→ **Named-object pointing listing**
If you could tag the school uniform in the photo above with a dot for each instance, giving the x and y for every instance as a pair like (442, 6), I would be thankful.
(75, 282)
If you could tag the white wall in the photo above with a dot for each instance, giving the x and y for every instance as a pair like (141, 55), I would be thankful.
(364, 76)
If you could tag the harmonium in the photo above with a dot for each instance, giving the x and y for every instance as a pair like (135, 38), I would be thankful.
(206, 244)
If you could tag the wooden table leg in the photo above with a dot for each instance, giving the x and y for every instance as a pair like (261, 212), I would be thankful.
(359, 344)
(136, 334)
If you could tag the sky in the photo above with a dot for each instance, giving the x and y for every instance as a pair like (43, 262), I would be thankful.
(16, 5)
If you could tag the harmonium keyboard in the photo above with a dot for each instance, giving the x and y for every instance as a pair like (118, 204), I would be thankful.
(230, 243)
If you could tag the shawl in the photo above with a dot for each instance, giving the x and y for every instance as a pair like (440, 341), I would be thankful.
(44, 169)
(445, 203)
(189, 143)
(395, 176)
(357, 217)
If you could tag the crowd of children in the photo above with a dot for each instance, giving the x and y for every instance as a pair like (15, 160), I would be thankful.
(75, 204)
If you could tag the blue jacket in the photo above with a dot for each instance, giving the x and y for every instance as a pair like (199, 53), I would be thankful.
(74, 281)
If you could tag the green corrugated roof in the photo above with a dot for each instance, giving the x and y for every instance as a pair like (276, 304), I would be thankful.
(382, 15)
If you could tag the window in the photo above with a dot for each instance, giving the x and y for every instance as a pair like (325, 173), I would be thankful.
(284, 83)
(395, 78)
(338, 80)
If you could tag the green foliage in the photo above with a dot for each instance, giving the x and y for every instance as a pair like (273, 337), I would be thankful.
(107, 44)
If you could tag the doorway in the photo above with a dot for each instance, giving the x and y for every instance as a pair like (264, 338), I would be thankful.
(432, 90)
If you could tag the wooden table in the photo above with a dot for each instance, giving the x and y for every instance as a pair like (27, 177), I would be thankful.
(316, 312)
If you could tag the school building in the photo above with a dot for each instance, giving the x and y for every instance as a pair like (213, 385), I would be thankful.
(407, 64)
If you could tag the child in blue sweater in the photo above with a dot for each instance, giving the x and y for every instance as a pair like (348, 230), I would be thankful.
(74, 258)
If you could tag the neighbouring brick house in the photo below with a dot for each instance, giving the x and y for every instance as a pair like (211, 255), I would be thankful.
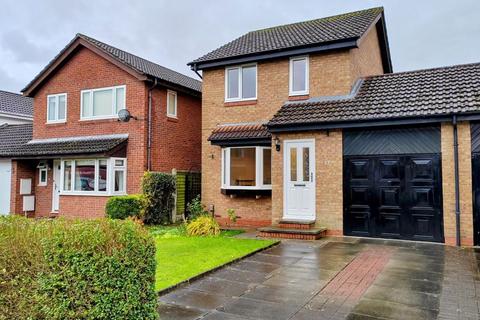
(77, 152)
(305, 126)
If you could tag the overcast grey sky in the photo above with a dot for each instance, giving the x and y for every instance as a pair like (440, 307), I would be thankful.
(422, 33)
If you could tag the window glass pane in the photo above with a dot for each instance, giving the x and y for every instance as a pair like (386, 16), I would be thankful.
(293, 164)
(102, 175)
(102, 102)
(242, 167)
(299, 70)
(51, 108)
(119, 180)
(249, 79)
(172, 104)
(120, 99)
(85, 175)
(232, 85)
(306, 164)
(267, 166)
(86, 110)
(67, 176)
(61, 107)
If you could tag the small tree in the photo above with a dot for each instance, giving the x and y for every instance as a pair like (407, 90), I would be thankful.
(158, 190)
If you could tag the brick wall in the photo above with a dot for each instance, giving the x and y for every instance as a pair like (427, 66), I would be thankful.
(448, 183)
(331, 73)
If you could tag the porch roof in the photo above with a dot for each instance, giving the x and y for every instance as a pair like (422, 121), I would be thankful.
(68, 146)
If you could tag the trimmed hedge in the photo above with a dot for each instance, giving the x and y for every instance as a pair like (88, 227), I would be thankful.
(158, 190)
(70, 269)
(122, 207)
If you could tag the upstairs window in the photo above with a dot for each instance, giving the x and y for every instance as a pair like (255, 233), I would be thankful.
(298, 76)
(241, 83)
(171, 104)
(57, 108)
(102, 103)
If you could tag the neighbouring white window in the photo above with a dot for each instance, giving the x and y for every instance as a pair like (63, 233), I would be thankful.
(56, 108)
(246, 168)
(94, 176)
(42, 176)
(102, 103)
(171, 104)
(299, 76)
(241, 83)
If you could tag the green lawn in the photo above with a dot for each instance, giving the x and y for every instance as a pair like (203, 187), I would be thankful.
(180, 257)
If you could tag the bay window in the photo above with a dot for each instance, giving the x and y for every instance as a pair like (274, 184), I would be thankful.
(246, 168)
(102, 103)
(93, 176)
(241, 83)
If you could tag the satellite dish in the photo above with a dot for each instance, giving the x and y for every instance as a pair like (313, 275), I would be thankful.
(124, 115)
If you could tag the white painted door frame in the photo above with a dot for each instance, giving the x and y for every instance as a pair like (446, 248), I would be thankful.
(299, 182)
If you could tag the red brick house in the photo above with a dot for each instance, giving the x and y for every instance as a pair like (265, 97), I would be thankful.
(305, 127)
(77, 152)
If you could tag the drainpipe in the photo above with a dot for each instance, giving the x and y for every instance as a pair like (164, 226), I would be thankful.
(457, 185)
(149, 135)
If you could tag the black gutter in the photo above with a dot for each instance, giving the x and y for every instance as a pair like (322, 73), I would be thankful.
(457, 180)
(344, 44)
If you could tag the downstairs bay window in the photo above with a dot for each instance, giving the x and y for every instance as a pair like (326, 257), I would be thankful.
(93, 176)
(246, 168)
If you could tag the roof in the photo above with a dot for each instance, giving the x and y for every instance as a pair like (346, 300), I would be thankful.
(237, 132)
(346, 26)
(16, 104)
(123, 58)
(414, 94)
(101, 144)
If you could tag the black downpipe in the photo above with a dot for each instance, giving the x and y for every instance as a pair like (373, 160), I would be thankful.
(457, 184)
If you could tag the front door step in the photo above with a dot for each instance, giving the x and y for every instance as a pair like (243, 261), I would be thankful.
(300, 234)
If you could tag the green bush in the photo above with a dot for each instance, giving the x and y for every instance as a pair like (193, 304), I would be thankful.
(69, 269)
(121, 207)
(204, 225)
(158, 191)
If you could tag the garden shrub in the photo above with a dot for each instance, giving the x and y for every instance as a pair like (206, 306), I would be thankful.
(158, 191)
(121, 207)
(69, 269)
(204, 225)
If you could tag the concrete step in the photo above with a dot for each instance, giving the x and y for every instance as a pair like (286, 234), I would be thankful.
(296, 224)
(284, 233)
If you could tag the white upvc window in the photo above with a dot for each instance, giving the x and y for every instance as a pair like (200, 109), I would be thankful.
(102, 103)
(171, 104)
(57, 108)
(241, 83)
(299, 76)
(247, 168)
(106, 176)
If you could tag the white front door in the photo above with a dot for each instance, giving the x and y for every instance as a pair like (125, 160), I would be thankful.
(56, 186)
(299, 180)
(5, 185)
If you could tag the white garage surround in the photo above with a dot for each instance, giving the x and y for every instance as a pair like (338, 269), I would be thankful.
(5, 186)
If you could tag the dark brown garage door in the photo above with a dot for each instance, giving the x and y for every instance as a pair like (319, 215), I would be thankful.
(393, 195)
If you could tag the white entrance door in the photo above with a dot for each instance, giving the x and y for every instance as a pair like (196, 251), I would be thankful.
(5, 186)
(299, 180)
(56, 186)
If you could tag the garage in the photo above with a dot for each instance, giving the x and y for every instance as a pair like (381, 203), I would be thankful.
(5, 178)
(392, 183)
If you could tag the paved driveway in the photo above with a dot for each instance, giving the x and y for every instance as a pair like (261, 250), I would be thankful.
(337, 279)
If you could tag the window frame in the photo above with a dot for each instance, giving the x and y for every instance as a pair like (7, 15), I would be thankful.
(40, 182)
(291, 92)
(240, 84)
(225, 175)
(114, 114)
(110, 183)
(57, 97)
(172, 115)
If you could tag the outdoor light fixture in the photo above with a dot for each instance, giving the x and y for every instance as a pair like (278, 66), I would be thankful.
(277, 143)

→ **WORK TO COMPLETE**
Update the section of the listing that runs from the line containing "If you could tag the garage" through the end of the listing, changing "paved driveway" to "gravel driveway" and keeping everything else the same.

→ **RESULT FOR THIS EXERCISE**
If you could tag the garage in the photo above with a dot for each instance, giving the x and y for every instance as a pair like (381, 203), I would be thankful.
(5, 178)
(392, 183)
If you could tag the gravel driveway in the photo above with a dot for each instance, giving the x and y for every instance as a pair like (261, 250), I would be thankful.
(337, 279)
If you could tag the window frame in the photo above with a dot for each instance, giving the x and y for every instance as a pair like (7, 15), I would be thankful.
(40, 182)
(291, 92)
(240, 84)
(225, 175)
(114, 114)
(110, 183)
(57, 97)
(172, 115)
If you could tag the outdoor light fixture in the photo above with a dot for each instance, giving the x and y for every instance as a pair like (278, 66), I would be thankful.
(277, 143)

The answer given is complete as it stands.